** WHAT YOU WILL DO **
Pull out every line of the items below that contains the string "perimeter", matching its case exactly.

╭─ MATERIAL FOR THE TASK

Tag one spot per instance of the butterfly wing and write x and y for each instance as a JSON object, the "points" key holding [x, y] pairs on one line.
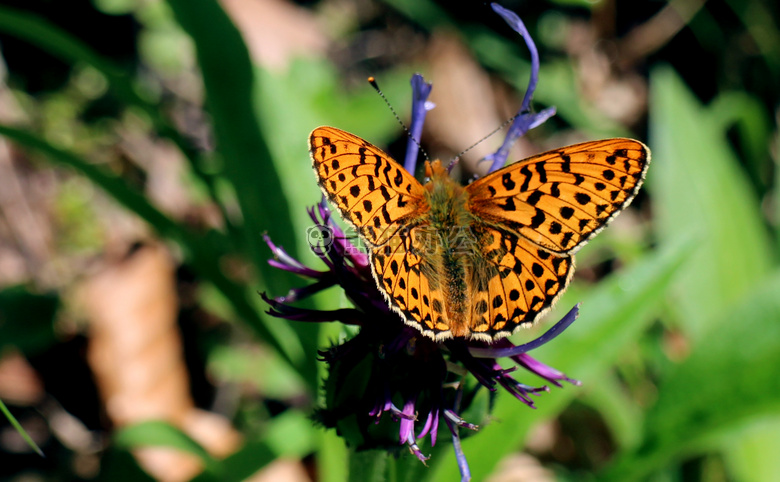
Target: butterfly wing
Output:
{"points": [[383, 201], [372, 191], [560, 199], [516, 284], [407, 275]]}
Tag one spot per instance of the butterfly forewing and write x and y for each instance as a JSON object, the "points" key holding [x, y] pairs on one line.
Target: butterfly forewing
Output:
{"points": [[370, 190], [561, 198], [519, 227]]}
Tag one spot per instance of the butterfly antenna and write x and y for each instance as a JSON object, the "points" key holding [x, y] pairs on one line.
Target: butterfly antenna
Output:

╰─
╭─ MATERIAL FOR THE TASK

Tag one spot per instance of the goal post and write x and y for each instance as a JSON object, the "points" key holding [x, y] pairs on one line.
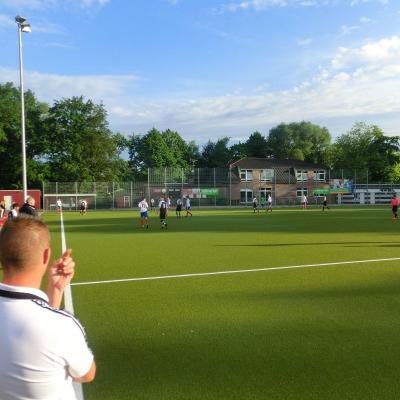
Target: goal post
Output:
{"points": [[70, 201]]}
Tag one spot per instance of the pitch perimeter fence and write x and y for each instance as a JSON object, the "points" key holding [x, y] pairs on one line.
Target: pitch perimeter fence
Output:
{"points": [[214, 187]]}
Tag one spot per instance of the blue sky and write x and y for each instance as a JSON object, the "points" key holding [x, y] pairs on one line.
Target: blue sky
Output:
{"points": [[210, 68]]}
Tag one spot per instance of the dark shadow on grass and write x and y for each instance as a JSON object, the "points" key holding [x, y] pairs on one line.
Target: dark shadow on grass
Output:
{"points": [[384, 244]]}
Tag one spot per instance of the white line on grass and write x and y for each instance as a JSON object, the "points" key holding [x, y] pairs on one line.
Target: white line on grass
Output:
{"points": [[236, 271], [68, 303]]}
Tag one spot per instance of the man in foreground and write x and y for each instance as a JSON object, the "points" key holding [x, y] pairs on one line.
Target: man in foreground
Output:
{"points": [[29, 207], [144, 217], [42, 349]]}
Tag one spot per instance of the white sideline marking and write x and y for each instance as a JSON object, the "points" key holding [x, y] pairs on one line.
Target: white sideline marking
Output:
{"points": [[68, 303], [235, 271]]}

╰─
╭─ MATERIAL FOR THE TASK

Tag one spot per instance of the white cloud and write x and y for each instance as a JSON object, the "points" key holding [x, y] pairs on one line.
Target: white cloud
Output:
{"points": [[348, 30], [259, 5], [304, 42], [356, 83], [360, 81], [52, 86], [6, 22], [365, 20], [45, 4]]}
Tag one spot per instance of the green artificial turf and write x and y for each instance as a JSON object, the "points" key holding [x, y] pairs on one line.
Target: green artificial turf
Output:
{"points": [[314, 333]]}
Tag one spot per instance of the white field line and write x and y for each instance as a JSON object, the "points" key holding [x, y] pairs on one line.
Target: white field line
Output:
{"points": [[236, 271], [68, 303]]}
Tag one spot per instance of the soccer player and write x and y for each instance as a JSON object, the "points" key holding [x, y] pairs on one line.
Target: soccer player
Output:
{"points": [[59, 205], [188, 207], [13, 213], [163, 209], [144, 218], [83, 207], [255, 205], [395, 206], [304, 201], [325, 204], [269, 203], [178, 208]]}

╰─

** WRITTEN REPLY **
Tag one spot per instance of the pitch perimeter fence and write x and y for each instance as a JSON object, the "points" key holding [x, y] pairs on one line.
Target: pitch perimeter fence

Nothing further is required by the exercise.